Exercise prompt: Each line that includes the word "draw" should be copied from the records.
START The input
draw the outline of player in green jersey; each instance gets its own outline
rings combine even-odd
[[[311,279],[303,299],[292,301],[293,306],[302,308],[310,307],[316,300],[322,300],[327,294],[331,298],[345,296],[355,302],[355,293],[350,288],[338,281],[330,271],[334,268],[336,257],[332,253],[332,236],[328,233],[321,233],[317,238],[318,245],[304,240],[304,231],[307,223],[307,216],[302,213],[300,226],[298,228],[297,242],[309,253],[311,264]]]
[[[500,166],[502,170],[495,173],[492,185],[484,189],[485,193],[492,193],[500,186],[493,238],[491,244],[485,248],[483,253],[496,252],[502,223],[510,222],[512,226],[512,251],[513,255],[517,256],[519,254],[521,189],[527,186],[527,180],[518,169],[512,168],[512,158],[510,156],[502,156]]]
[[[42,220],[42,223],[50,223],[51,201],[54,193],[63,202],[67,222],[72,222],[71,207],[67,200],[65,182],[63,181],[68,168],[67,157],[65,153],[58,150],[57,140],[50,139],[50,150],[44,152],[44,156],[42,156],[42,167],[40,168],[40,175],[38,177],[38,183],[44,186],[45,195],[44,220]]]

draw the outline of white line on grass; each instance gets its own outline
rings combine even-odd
END The input
Output:
draw the outline of player in green jersey; each instance gets its own outline
draw the outline of white line on grass; each instance gets its own outline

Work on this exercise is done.